● Text extract:
>> start
Weights & Biases
¶
LaminDB can be integrated with W&B to track the training process and associate datasets & parameters with models.
# pip install lamindb torchvision lightning wandb
!lamin init --storage ./lamin-mlops
!wandb login
Show code cell output
→ connected lamindb: anonymous/lamin-mlops
wandb: [wandb.login()] Loaded credentials for https://api.wandb.ai from WANDB_API_KEY.
wandb: Currently logged in as: felix_lamin (lamin-mlops-demo) to https://api.wandb.ai. Use `wandb login --relogin` to force relogin
import lightning as pl
import lamindb as ln
from lamindb.integrations import lightning as ll
import wandb
from torch import utils
from torchvision.datasets import MNIST
from torchvision.transforms import ToTensor
from autoencoder import LitAutoEncoder
Show code cell output
→ connected lamindb: anonymous/lamin-mlops
# define model run parameters, features, and labels so that validation passes later on
MODEL_CONFIG = {"hidden_size": 32, "bottleneck_size": 16, "batch_size": 32}
hyperparameter = ln.Feature(name="Autoencoder hyperparameter", is_type=True).save()
hyperparams = ln.Feature.from_dict(MODEL_CONFIG, type=hyperparameter).save()
metrics_to_annotate = ["train_loss", "val_loss", "current_epoch"]
for metric in metrics_to_annotate:
dtype = int if metric == "current_epoch" else float
ln.Feature(name=metric, dtype=dtype).save()
# create all Wandb related features like 'wandb_run_id'
ln.examples.wandb.save_wandb_features()
# create all lightning integration features like 'score'
ll.save_lightning_features()
Show code cell output
! rather than passing a string 'int' to dtype, consider passing a Python object
! rather than passing a string 'int' to dtype, consider passing a Python object
! rather than passing a string 'int' to dtype, consider passing a Python object
! name 'Weights & Biases' for type ends with 's', in case you're naming with plural, consider the singular for a type name
! you are trying to create a record with name='mode' but records with similar names exist: 'model_rank', 'is_best_model'. Did you mean to load one of them?
# track this notebook/script run so that all checkpoint artifacts are associated with the source code
ln.track(params=MODEL_CONFIG, project=ln.Project(name="Wandb tutorial").save())
Show code cell output
→ created Transform('C8J5d3RQTQTN0000', key='wandb.ipynb'), started new Run('2uSU6snhYsCR4BwK') at 2026-02-03 17:27:55 UTC
→ params: hidden_size=32, bottleneck_size=16, batch_size=32
→ notebook imports: autoencoder lamindb==2.1.0 lightning==2.6.1 torch==2.10.0 torchvision==0.25.0 wandb==0.24.1
• recommendation: to identify the notebook across renames, pass the uid: ln.track("C8J5d3RQTQTN", project="Wandb tutorial", params={...})
Define a model¶
We use a basic PyTorch Lightning autoencoder as an example model.
>> end
● Work instructions:
1. In the LaminDB and W&B tutorial, what project name is passed to ln.track?
2. Name every package listed in the pip install comment of the LaminDB and W&B tutorial.
3. Carry on writing the LaminDB and W&B tutorial from its last sentence.
The data that comes next has nothing to do with the LaminDB and W&B tutorial.

● Information supplied:
>> start
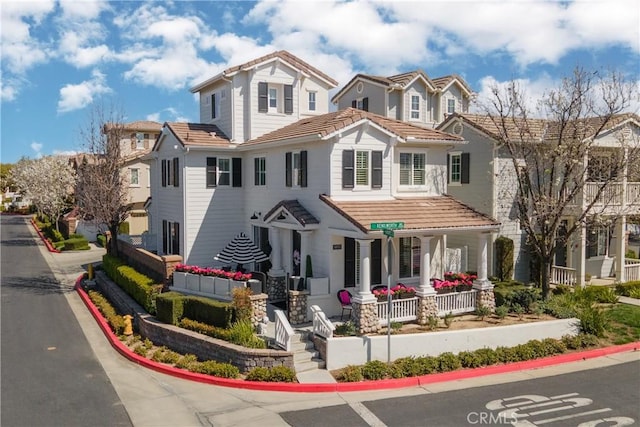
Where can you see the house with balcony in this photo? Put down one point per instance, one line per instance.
(482, 174)
(412, 97)
(360, 195)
>> end
● Answers to the problems:
1. Wandb tutorial

2. lamindb, torchvision, lightning, wandb

3.
Code of LitAutoEncoder
import torch
import lightning
from torch import optim, nn
class LitAutoEncoder(lightning.LightningModule):
def __init__(self, hidden_size: int, bottleneck_size: int) -> None:
super().__init__()
self.encoder = nn.Sequential(
nn.Linear(28 * 28, hidden_size),
nn.ReLU(),
nn.Linear(hidden_size, bottleneck_size),
)
self.decoder = nn.Sequential(
nn.Linear(bottleneck_size, hidden_size),
nn.ReLU(),
nn.Linear(hidden_size, 28 * 28),
)
self.save_hyperparameters()
def training_step(
self, batch: tuple[torch.Tensor, torch.Tensor], batch_idx: int
) -> torch.Tensor:
x, y = batch
x = x.view(x.size(0), -1)
z = self.encoder(x)
x_hat = self.decoder(z)
loss = nn.functional.mse_loss(x_hat, x)
self.log("train_loss", loss, on_epoch=True)
return loss
def validation_step(
self, batch: tuple[torch.Tensor, torch.Tensor], batch_idx: int
) -> torch.Tensor:
x, y = batch
x = x.view(x.size(0), -1)
z = self.encoder(x)
x_hat = self.decoder(z)
loss = nn.functional.mse_loss(x_hat, x)
self.log("val_loss", loss, on_epoch=True)
return loss
def configure_optimizers(self) -> optim.Optimizer:
optimizer = optim.Adam(self.parameters(), lr=1e-3)
return optimizer
Query & download the MNIST dataset¶
We saved the MNIST dataset in a curation notebook which now shows up in the Artifact registry:
ln.Artifact.filter(kind="dataset").to_dataframe()
Let’s get the dataset:
mnist_af = ln.Artifact.get(key="testdata/mnist")
mnist_af
Show code cell output
Artifact(uid='XdZEo9HJm2kD9xL60000', version_tag=None, is_latest=True, key='testdata/mnist', description='Complete MNIST dataset directory containing training and test data', suffix='', kind='dataset', otype=None, size=54950048, hash='amFx_vXqnUtJr0kmxxWK2Q', n_files=4, n_observations=None, branch_id=1, space_id=1, storage_id=3, run_id=1, schema_id=None, created_by_id=3, created_at=2026-02-03 17:27:39 UTC, is_locked=False)
And download it to a local cache:
path = mnist_af.cache()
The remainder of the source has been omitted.